** Opening SOURCE MATERIAL block **

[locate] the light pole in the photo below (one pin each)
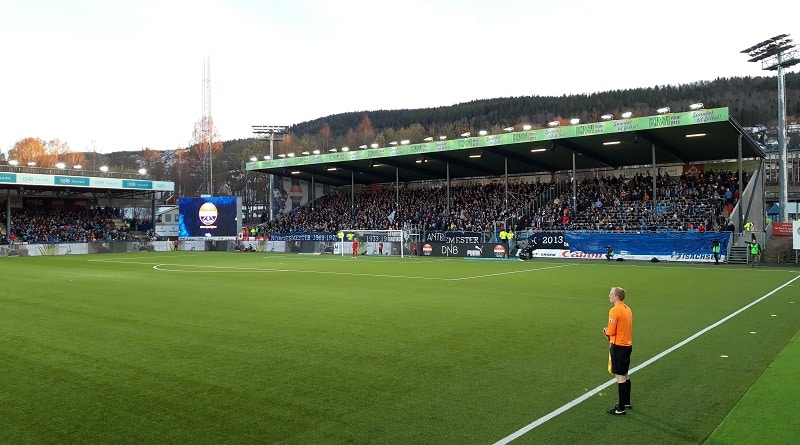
(778, 53)
(274, 133)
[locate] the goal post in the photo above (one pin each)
(375, 242)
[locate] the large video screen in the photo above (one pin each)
(209, 217)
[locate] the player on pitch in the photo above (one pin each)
(619, 333)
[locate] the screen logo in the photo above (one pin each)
(207, 215)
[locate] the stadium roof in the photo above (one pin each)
(688, 137)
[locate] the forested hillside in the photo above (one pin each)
(752, 101)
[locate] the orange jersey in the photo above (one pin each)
(620, 325)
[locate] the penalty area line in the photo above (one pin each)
(540, 421)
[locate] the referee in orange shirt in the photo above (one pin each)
(619, 333)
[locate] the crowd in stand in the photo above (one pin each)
(699, 202)
(66, 225)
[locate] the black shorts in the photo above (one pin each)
(620, 359)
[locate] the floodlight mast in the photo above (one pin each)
(778, 53)
(273, 133)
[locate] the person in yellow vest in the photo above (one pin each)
(755, 251)
(715, 249)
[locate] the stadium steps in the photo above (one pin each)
(738, 255)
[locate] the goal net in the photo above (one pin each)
(375, 242)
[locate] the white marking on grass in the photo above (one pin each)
(187, 268)
(540, 421)
(510, 272)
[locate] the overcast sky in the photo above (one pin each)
(125, 75)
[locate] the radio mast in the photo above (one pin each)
(206, 128)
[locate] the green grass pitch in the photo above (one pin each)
(218, 347)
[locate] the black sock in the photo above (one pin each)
(625, 396)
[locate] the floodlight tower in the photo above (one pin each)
(778, 53)
(273, 133)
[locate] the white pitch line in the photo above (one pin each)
(510, 272)
(575, 402)
(164, 267)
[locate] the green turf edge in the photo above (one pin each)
(767, 413)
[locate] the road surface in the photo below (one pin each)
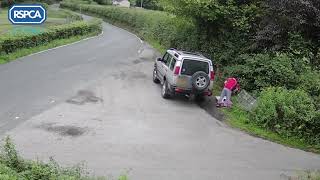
(95, 101)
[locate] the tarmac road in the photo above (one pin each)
(95, 101)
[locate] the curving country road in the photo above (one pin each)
(94, 101)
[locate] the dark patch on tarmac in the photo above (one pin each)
(66, 130)
(84, 96)
(134, 75)
(209, 105)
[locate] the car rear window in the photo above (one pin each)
(190, 67)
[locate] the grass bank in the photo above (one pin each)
(138, 22)
(238, 118)
(14, 167)
(56, 43)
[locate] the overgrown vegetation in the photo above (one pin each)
(14, 167)
(10, 44)
(273, 46)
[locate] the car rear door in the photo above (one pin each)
(163, 66)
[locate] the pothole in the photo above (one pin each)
(84, 96)
(66, 130)
(209, 105)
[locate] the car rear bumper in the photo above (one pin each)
(178, 90)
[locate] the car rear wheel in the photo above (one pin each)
(155, 76)
(200, 81)
(165, 90)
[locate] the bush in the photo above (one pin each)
(166, 29)
(264, 70)
(13, 167)
(290, 113)
(12, 43)
(310, 82)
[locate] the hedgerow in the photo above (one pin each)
(289, 113)
(162, 27)
(226, 31)
(12, 43)
(14, 167)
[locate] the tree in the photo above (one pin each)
(284, 17)
(149, 4)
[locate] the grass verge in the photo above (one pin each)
(154, 43)
(238, 118)
(235, 117)
(27, 51)
(14, 167)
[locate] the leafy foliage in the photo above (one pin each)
(162, 27)
(289, 113)
(258, 71)
(13, 167)
(149, 4)
(12, 43)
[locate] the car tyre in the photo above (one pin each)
(200, 81)
(199, 98)
(165, 90)
(155, 76)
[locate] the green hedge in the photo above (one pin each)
(13, 43)
(290, 113)
(166, 29)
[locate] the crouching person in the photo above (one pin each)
(230, 85)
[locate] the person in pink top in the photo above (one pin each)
(231, 84)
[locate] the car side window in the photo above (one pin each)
(166, 58)
(169, 60)
(172, 64)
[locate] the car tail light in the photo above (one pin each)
(178, 90)
(208, 93)
(212, 75)
(177, 70)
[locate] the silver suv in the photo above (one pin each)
(182, 72)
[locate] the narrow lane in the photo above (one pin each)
(94, 101)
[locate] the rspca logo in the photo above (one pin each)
(27, 14)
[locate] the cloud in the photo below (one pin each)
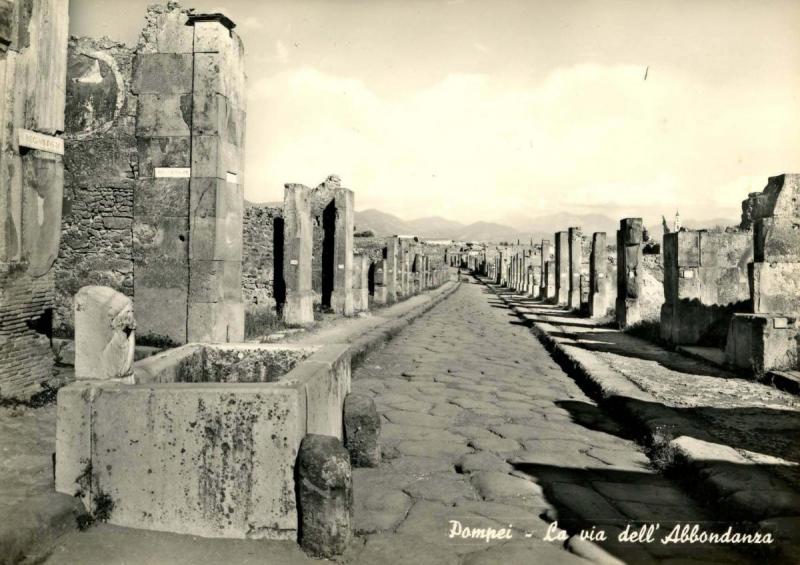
(475, 148)
(281, 51)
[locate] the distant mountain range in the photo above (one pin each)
(513, 228)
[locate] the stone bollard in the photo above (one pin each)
(104, 333)
(324, 496)
(362, 427)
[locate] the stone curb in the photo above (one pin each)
(35, 523)
(377, 337)
(713, 471)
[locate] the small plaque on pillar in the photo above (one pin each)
(172, 172)
(39, 141)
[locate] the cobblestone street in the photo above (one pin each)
(482, 427)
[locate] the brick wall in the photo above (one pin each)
(100, 165)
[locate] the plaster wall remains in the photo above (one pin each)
(100, 164)
(33, 60)
(705, 283)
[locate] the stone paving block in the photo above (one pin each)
(482, 461)
(384, 548)
(441, 487)
(491, 485)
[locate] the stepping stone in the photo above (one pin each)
(495, 444)
(493, 484)
(420, 466)
(386, 548)
(415, 419)
(446, 488)
(403, 432)
(433, 448)
(378, 510)
(482, 461)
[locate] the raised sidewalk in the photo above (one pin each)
(733, 441)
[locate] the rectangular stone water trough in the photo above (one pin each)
(203, 438)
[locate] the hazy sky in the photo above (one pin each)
(493, 109)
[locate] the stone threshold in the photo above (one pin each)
(717, 474)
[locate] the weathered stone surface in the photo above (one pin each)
(493, 485)
(325, 496)
(104, 334)
(299, 307)
(362, 428)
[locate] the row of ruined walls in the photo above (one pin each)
(101, 164)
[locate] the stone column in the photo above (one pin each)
(547, 251)
(360, 282)
(575, 258)
(188, 200)
(562, 268)
(629, 258)
(392, 268)
(33, 62)
(297, 250)
(381, 292)
(600, 284)
(342, 295)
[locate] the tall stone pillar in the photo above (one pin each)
(297, 251)
(769, 338)
(600, 283)
(360, 282)
(333, 216)
(342, 293)
(33, 61)
(562, 268)
(550, 281)
(391, 268)
(188, 200)
(547, 252)
(380, 291)
(575, 258)
(629, 259)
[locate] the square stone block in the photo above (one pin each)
(756, 344)
(161, 312)
(172, 152)
(163, 73)
(158, 197)
(776, 288)
(216, 322)
(164, 115)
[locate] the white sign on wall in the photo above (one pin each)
(173, 172)
(34, 140)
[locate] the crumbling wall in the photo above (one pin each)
(260, 248)
(100, 164)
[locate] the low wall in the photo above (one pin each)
(203, 439)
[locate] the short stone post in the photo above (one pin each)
(297, 250)
(575, 258)
(104, 334)
(562, 268)
(362, 428)
(325, 496)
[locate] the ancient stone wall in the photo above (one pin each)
(260, 247)
(33, 57)
(100, 163)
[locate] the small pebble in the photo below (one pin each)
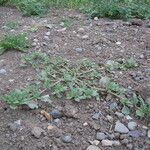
(101, 136)
(107, 143)
(67, 139)
(132, 125)
(96, 116)
(2, 71)
(93, 147)
(79, 50)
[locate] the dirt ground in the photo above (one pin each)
(105, 40)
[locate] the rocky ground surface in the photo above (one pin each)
(88, 125)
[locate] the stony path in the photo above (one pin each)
(88, 125)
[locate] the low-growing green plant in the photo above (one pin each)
(29, 96)
(66, 22)
(14, 42)
(12, 25)
(73, 81)
(23, 97)
(124, 65)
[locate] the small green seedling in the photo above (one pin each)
(14, 42)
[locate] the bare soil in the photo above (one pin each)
(104, 33)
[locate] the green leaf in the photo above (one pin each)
(125, 110)
(46, 98)
(32, 104)
(140, 113)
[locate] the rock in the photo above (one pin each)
(110, 118)
(120, 115)
(148, 134)
(95, 142)
(56, 121)
(81, 30)
(118, 43)
(46, 115)
(34, 44)
(15, 125)
(93, 147)
(67, 139)
(107, 143)
(121, 128)
(49, 26)
(47, 33)
(116, 143)
(79, 50)
(132, 125)
(62, 30)
(129, 146)
(136, 22)
(124, 136)
(85, 124)
(113, 106)
(96, 116)
(101, 136)
(37, 131)
(135, 134)
(96, 18)
(85, 37)
(125, 141)
(56, 114)
(144, 92)
(128, 117)
(70, 111)
(46, 38)
(103, 81)
(2, 71)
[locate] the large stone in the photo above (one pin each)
(121, 128)
(37, 131)
(148, 134)
(107, 143)
(101, 136)
(132, 125)
(93, 147)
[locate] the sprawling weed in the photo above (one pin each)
(14, 42)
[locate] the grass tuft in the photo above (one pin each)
(14, 42)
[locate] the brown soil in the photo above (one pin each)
(135, 43)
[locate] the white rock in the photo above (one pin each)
(93, 147)
(132, 125)
(107, 143)
(121, 128)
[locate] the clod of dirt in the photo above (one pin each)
(93, 147)
(56, 114)
(37, 131)
(70, 111)
(101, 136)
(67, 139)
(107, 143)
(121, 128)
(144, 92)
(46, 115)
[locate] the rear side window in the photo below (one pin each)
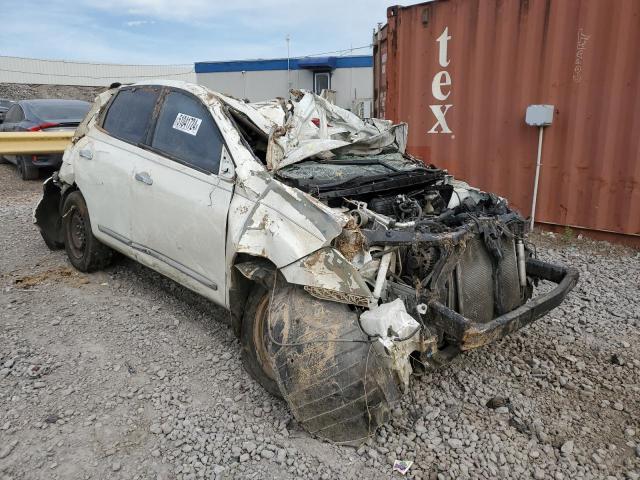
(186, 132)
(14, 115)
(129, 114)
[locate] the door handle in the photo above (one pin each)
(144, 177)
(86, 153)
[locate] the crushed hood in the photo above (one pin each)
(309, 126)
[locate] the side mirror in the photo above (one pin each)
(227, 168)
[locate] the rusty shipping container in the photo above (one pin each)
(461, 73)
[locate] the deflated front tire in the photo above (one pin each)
(336, 385)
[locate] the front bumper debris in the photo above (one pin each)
(469, 334)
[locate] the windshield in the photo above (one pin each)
(74, 110)
(343, 169)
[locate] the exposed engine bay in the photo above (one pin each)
(434, 266)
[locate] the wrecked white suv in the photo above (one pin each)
(346, 264)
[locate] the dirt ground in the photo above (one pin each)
(124, 374)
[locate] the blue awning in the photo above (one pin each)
(318, 63)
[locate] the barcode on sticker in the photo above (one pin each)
(187, 123)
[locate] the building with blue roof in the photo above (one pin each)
(348, 78)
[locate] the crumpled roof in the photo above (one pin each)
(293, 135)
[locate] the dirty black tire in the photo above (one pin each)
(254, 340)
(26, 169)
(84, 250)
(330, 374)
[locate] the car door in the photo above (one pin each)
(180, 203)
(104, 169)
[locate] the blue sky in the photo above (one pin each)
(175, 31)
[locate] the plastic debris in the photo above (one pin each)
(402, 466)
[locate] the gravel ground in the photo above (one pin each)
(124, 374)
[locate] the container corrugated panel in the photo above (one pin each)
(499, 56)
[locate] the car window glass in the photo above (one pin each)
(187, 133)
(14, 115)
(129, 114)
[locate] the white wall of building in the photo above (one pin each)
(61, 72)
(349, 83)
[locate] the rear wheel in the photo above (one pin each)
(85, 252)
(254, 338)
(26, 169)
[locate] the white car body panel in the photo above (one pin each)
(180, 220)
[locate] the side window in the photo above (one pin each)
(129, 114)
(14, 115)
(186, 132)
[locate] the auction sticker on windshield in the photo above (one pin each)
(186, 123)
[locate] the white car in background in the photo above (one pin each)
(346, 263)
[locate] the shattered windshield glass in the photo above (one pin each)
(348, 167)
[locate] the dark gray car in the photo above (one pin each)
(5, 105)
(41, 115)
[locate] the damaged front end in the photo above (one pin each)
(446, 268)
(425, 267)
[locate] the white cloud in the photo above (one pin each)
(138, 23)
(185, 31)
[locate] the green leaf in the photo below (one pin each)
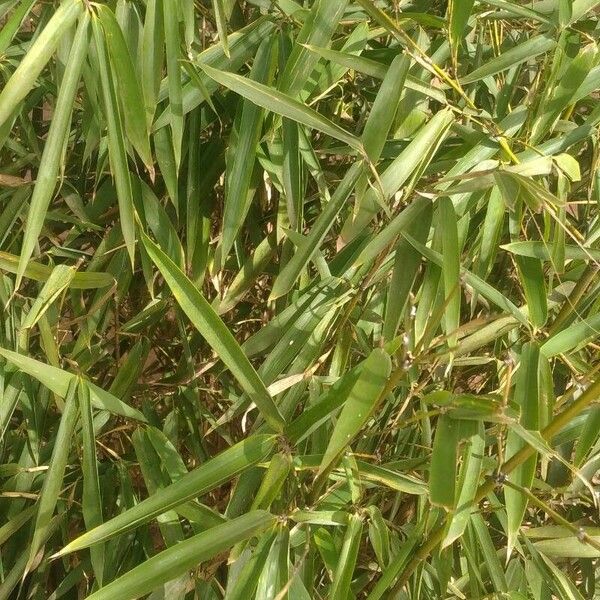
(444, 462)
(205, 478)
(527, 396)
(59, 280)
(53, 480)
(116, 145)
(358, 407)
(516, 55)
(58, 381)
(533, 282)
(53, 150)
(340, 588)
(179, 559)
(282, 104)
(215, 332)
(128, 87)
(459, 13)
(325, 221)
(36, 58)
(573, 336)
(242, 152)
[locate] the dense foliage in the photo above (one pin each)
(300, 299)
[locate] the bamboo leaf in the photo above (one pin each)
(208, 323)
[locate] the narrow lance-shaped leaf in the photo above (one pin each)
(415, 157)
(358, 408)
(317, 30)
(450, 268)
(533, 281)
(152, 56)
(116, 145)
(242, 152)
(175, 107)
(184, 556)
(58, 281)
(282, 104)
(221, 19)
(36, 58)
(51, 157)
(459, 13)
(211, 474)
(91, 496)
(53, 480)
(442, 471)
(130, 91)
(325, 221)
(526, 395)
(212, 328)
(340, 588)
(58, 381)
(516, 55)
(12, 25)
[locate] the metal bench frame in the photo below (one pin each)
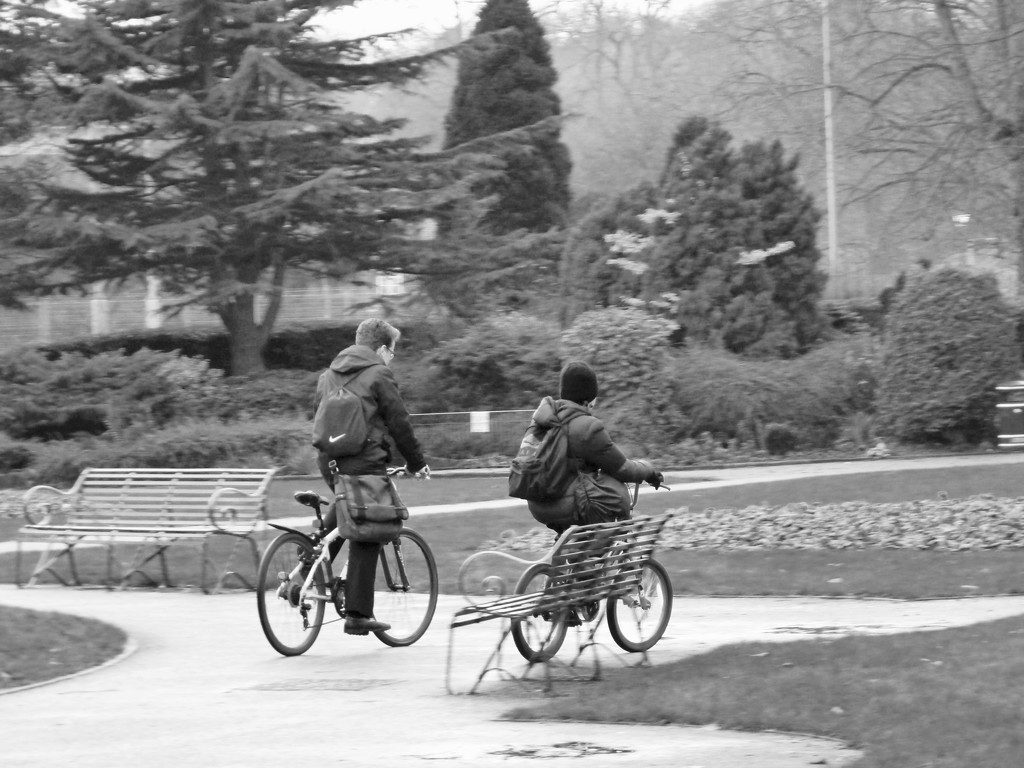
(588, 565)
(152, 509)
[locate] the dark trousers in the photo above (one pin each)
(361, 574)
(363, 558)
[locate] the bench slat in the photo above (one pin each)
(588, 563)
(156, 506)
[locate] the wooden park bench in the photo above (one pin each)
(150, 510)
(587, 566)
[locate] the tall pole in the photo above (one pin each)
(829, 141)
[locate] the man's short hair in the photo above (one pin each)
(373, 332)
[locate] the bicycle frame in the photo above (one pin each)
(400, 584)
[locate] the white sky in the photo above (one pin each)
(374, 16)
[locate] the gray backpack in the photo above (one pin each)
(340, 424)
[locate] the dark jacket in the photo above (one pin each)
(589, 442)
(592, 450)
(384, 410)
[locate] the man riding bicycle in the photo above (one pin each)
(598, 494)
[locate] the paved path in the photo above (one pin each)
(202, 687)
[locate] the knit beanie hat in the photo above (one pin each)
(578, 382)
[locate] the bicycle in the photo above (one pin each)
(636, 621)
(295, 583)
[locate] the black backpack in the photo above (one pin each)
(542, 470)
(340, 424)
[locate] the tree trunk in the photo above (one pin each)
(247, 338)
(248, 334)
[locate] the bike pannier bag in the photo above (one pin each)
(541, 470)
(600, 498)
(340, 424)
(369, 508)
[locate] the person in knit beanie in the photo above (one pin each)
(598, 494)
(578, 383)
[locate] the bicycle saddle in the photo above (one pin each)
(310, 499)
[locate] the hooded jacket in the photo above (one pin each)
(383, 407)
(589, 442)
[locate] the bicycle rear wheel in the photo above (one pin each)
(539, 637)
(638, 621)
(291, 626)
(407, 589)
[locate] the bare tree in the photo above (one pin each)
(929, 117)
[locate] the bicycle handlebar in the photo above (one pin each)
(403, 472)
(636, 492)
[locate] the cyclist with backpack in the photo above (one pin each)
(574, 475)
(357, 404)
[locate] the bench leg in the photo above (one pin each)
(46, 564)
(494, 663)
(226, 572)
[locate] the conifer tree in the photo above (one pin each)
(222, 154)
(510, 85)
(729, 237)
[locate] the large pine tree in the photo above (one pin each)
(511, 85)
(729, 238)
(742, 253)
(222, 153)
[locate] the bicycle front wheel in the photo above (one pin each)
(407, 589)
(638, 620)
(291, 623)
(539, 637)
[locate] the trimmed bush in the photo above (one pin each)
(307, 347)
(629, 349)
(950, 339)
(779, 439)
(734, 398)
(508, 361)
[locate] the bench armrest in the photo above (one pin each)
(489, 574)
(43, 503)
(228, 518)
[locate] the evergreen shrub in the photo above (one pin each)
(949, 339)
(504, 363)
(305, 346)
(629, 348)
(734, 398)
(779, 439)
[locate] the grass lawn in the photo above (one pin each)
(942, 699)
(69, 644)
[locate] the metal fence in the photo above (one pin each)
(473, 438)
(68, 316)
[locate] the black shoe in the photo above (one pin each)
(364, 626)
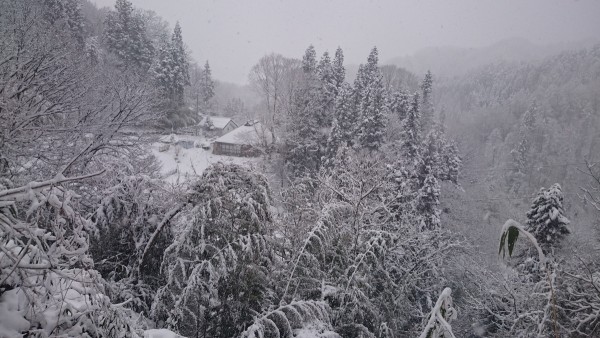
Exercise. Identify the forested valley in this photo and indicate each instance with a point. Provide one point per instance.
(378, 202)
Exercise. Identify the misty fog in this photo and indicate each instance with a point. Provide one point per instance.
(309, 169)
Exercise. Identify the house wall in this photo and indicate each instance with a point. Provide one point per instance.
(229, 127)
(227, 149)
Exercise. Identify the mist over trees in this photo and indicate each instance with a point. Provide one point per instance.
(373, 207)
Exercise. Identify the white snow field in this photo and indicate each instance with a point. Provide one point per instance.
(179, 164)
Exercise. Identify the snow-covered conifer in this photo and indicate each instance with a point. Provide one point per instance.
(125, 36)
(427, 109)
(546, 218)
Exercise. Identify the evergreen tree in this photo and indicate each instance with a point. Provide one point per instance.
(207, 89)
(522, 151)
(180, 67)
(305, 141)
(125, 36)
(217, 266)
(171, 71)
(66, 13)
(327, 92)
(399, 104)
(411, 138)
(309, 60)
(451, 162)
(428, 200)
(372, 104)
(344, 125)
(426, 103)
(546, 219)
(339, 72)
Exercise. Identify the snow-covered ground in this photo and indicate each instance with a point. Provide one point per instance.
(179, 163)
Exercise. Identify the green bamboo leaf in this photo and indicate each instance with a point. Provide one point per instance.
(513, 234)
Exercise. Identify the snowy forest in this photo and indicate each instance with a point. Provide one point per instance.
(371, 200)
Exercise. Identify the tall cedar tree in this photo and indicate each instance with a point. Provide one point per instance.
(546, 219)
(411, 133)
(372, 104)
(125, 36)
(427, 103)
(207, 89)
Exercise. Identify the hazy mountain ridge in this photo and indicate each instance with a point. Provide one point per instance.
(450, 61)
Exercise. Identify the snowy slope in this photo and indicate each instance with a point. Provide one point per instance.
(178, 163)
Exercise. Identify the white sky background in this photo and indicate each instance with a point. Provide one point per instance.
(233, 35)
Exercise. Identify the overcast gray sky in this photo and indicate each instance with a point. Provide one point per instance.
(233, 35)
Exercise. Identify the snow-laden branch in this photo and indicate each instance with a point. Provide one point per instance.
(22, 191)
(509, 242)
(437, 325)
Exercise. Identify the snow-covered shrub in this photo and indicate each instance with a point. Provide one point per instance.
(49, 285)
(218, 264)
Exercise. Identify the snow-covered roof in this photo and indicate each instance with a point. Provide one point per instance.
(246, 134)
(219, 122)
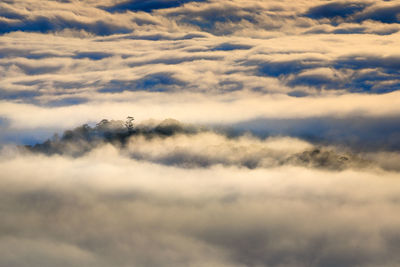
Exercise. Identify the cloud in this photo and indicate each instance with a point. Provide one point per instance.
(146, 6)
(336, 9)
(288, 141)
(105, 209)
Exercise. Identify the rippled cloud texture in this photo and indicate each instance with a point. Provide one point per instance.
(284, 151)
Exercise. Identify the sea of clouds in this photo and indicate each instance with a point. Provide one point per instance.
(283, 148)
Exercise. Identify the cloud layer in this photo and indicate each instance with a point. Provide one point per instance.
(286, 153)
(106, 209)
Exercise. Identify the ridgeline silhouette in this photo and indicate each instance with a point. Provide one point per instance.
(82, 139)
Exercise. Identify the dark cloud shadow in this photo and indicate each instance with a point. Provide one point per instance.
(230, 47)
(335, 9)
(147, 5)
(386, 14)
(156, 82)
(357, 133)
(51, 24)
(92, 55)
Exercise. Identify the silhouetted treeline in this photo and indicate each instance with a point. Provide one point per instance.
(83, 138)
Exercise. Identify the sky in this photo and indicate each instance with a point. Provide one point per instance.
(266, 133)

** Closing SOURCE MATERIAL block **

REQUIRED ACTION
Make an exact copy of every line from the one with "Exercise. Identify the silhouetted" to the end of the data, with the first and last of those lines included.

REPLY TO THE EXERCISE
Exercise. Identify the silhouetted treeline in this photo and indicate each instance with a point. Provide one point per instance.
(83, 138)
Exercise. Identify the sky in this photo and indicate each instance with a point. Provide one point per instance.
(266, 133)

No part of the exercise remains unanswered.